(Rows from a pointing dataset)
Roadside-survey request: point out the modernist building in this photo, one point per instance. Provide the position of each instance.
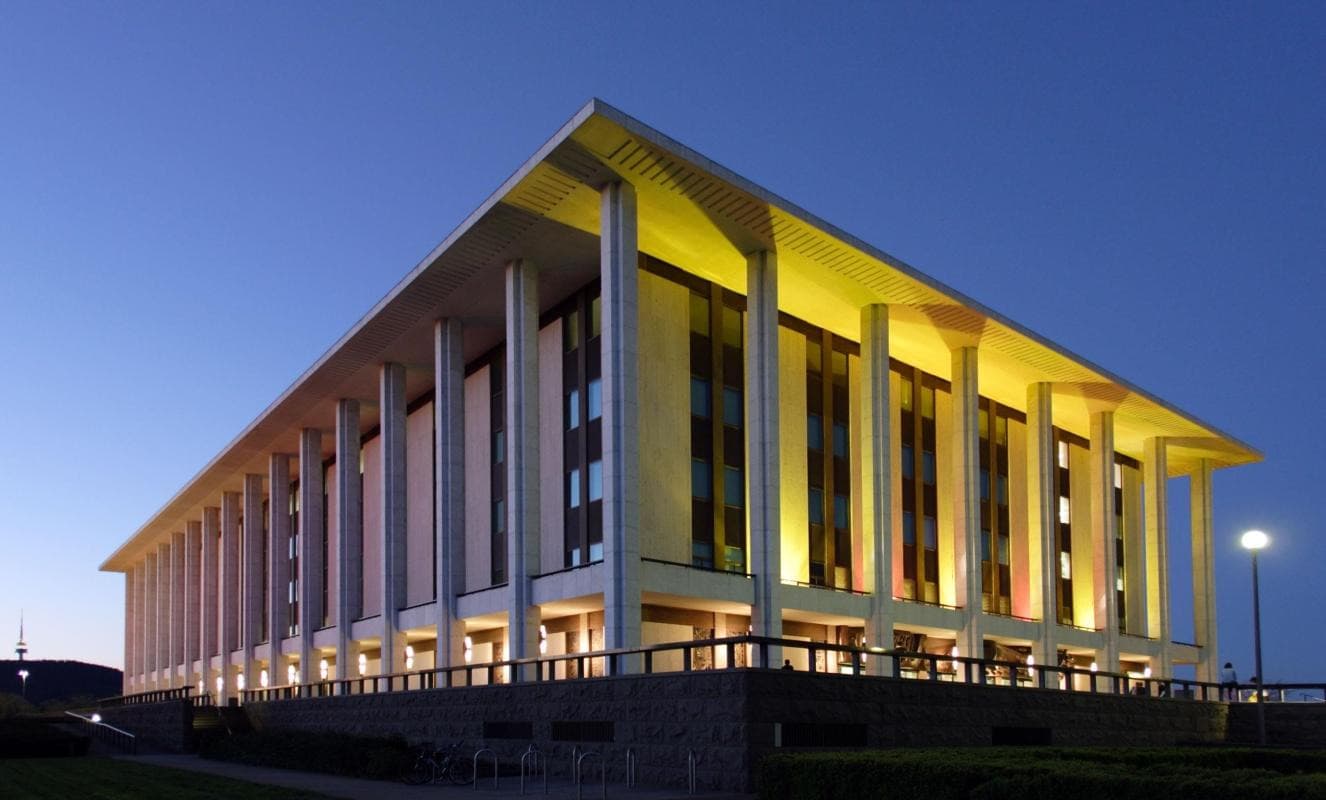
(637, 398)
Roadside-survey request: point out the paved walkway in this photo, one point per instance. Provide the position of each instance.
(354, 788)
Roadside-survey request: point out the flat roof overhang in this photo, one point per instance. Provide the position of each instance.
(703, 218)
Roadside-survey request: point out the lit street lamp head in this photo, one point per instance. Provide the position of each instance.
(1255, 540)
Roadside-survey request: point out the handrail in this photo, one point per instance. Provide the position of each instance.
(475, 766)
(602, 771)
(157, 695)
(535, 759)
(684, 565)
(97, 725)
(847, 658)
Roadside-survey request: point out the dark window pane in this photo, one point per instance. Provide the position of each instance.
(817, 507)
(733, 487)
(699, 397)
(702, 479)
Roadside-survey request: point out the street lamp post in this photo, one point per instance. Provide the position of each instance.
(1253, 541)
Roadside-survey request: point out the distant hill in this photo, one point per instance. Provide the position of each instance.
(60, 679)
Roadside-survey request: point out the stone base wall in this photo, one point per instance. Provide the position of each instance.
(1288, 725)
(166, 726)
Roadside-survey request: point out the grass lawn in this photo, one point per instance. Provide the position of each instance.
(109, 779)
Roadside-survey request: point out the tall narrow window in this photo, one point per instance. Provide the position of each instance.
(293, 556)
(919, 496)
(497, 466)
(828, 459)
(718, 430)
(1064, 527)
(996, 576)
(1119, 575)
(582, 430)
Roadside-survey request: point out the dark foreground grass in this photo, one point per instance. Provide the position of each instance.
(109, 779)
(1054, 774)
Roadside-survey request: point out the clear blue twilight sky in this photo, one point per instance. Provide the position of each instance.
(198, 198)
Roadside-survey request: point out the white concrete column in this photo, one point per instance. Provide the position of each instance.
(967, 511)
(163, 628)
(141, 617)
(1042, 557)
(310, 547)
(277, 563)
(391, 392)
(251, 626)
(763, 446)
(1155, 476)
(875, 465)
(211, 569)
(130, 679)
(150, 612)
(1203, 572)
(179, 677)
(192, 600)
(230, 600)
(523, 457)
(349, 519)
(1105, 526)
(448, 419)
(619, 346)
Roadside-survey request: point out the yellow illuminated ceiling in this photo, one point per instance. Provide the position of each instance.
(703, 218)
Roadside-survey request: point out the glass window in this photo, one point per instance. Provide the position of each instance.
(572, 409)
(699, 315)
(927, 402)
(814, 357)
(596, 480)
(733, 487)
(731, 406)
(570, 331)
(573, 488)
(702, 479)
(596, 400)
(699, 397)
(814, 433)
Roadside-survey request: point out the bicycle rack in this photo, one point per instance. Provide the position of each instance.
(535, 759)
(488, 750)
(580, 784)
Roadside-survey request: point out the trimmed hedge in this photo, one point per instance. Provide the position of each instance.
(1081, 774)
(336, 754)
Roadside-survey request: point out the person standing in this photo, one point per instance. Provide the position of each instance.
(1228, 683)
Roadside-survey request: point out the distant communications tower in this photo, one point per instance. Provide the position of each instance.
(21, 649)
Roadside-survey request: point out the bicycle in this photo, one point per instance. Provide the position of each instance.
(438, 764)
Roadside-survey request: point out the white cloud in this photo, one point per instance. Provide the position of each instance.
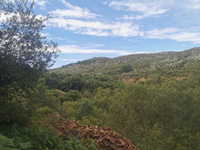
(77, 49)
(143, 8)
(97, 28)
(179, 35)
(41, 3)
(73, 12)
(70, 60)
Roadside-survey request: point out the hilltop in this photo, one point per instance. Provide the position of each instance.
(135, 63)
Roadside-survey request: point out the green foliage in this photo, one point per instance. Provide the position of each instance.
(6, 143)
(72, 95)
(125, 69)
(24, 55)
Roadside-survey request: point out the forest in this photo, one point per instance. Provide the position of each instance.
(159, 109)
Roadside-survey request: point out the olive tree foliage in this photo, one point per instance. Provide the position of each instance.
(21, 43)
(24, 55)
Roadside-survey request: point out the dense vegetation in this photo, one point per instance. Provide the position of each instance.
(25, 54)
(159, 109)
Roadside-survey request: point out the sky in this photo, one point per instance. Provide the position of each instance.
(85, 29)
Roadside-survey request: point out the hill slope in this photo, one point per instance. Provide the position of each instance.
(135, 64)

■ Exercise description:
Rename "Roadside-survey request" to "Street-level survey request" throughout all the items above, keeping every other line unchanged. Leave the pictures out of your output.

■ Correct output:
Street-level survey request: point out the modernist building in this photo, one point per instance. Provide the position of each instance.
(637, 398)
Street-level survey request: point out the paved walkway in this photo, one point per instance. Provide the position of each instance.
(354, 788)
Street-level survey request: point out the flat roof overhang in this photo, one point per instance. Provide the position of each instance.
(703, 218)
Street-level survey request: point out the lit street lamp head in this photo, one point per instance. Provide the position of each instance.
(1255, 540)
Street-level survey request: point out the handrail in this photo, one point per instance. Provide the position of each instance.
(475, 766)
(602, 771)
(157, 695)
(535, 759)
(684, 565)
(97, 725)
(847, 658)
Street-level survey request: point out the dark window pane in this photo, one point per instance. Provide the position of each instance.
(817, 507)
(733, 487)
(699, 397)
(702, 479)
Street-level survey request: point out the street lamp post in this photo, one point per instance. Provide the position of each instance.
(1253, 541)
Street-level survey request: point out the distant hill in this photo, one point per instance. Provide the position of each instance.
(60, 679)
Street-level survey request: point out the stone base wall in this photo, one point per instance. Provide the position of each instance.
(1288, 725)
(166, 726)
Street-level survey request: point out the grass lawn in this photo, one point per instance. Provide the position of each instance.
(109, 779)
Street-level survey request: point out the tall narrow window in this photo, one point per instance. Provide the position of each instance.
(293, 556)
(919, 496)
(497, 466)
(828, 459)
(718, 430)
(1064, 527)
(996, 576)
(1119, 575)
(582, 430)
Street-level survey request: point out the dark foreground grass in this photo, one point per instance. Provide the position of each instance.
(109, 779)
(1054, 774)
Street-level survey request: point out the clear blue twilight sky in this photo, one point per instance. Provide the position of each instance.
(198, 198)
Street-level survey request: point out the white concrete column in this photo, one point per instance. Provide the position of each instance.
(967, 511)
(163, 628)
(141, 617)
(1042, 557)
(310, 547)
(277, 563)
(391, 392)
(251, 626)
(763, 446)
(1155, 476)
(875, 465)
(211, 569)
(130, 679)
(150, 612)
(1203, 572)
(179, 677)
(192, 600)
(230, 600)
(523, 457)
(349, 519)
(1105, 526)
(448, 419)
(619, 346)
Street-level survey request: point out the yellow illuminated ceiling in this photo, one point per instance. Provide the position of each instance.
(703, 218)
Street-level survey request: point out the glass window in this photo, one point per instance. Provide the position of each instance.
(572, 409)
(699, 315)
(927, 402)
(814, 357)
(596, 480)
(733, 487)
(731, 406)
(570, 331)
(573, 488)
(702, 479)
(596, 400)
(699, 397)
(814, 433)
Street-level survey request: point out the bicycle rack in this photo, one point per instance. Provide the position of each instance.
(535, 759)
(488, 750)
(580, 784)
Street-level survey request: point out the trimmed hedge in this photo, one point per instance. Provide the position of each instance.
(1081, 774)
(336, 754)
Street-level survey request: point out the person standing in this photo, one point per instance. Provide the position of each instance.
(1228, 683)
Street-level survey request: point out the distant communications tower in this photo, one point per instance. Provide the position of each instance.
(21, 649)
Street-level survey request: point out the bicycle in this photo, one point per instance. Provide the position of each instance.
(438, 764)
Street-level survey request: point out the white cloud in this photo, one point per instance. Provide the position of each instance.
(77, 49)
(143, 8)
(97, 28)
(179, 35)
(41, 3)
(73, 12)
(70, 60)
Street-level survey request: point out the hilltop in this photo, one point per instance. Provide the position of each instance.
(135, 63)
Street-level survey request: point out the green foliage in this photo, one point per instance. Provide the position of each instance.
(6, 143)
(72, 95)
(125, 69)
(24, 55)
Street-level survey request: point out the forest in this photo, one point per instance. Provide the position of each instance.
(159, 109)
Street-level survey request: point out the olive tree foliage in this photo, one point per instance. Provide the position of each instance.
(21, 43)
(24, 55)
Street-level survey request: point out the dense vegetation in this photo, one point per instance. Provide the position of each instance.
(25, 54)
(159, 109)
Street-level survey request: point out the sky in this photo, one point per instance. Provide the position of each instance.
(85, 29)
Street-level survey request: point out the hill slope in this photo, one point per instance. Provide the position of each instance.
(135, 64)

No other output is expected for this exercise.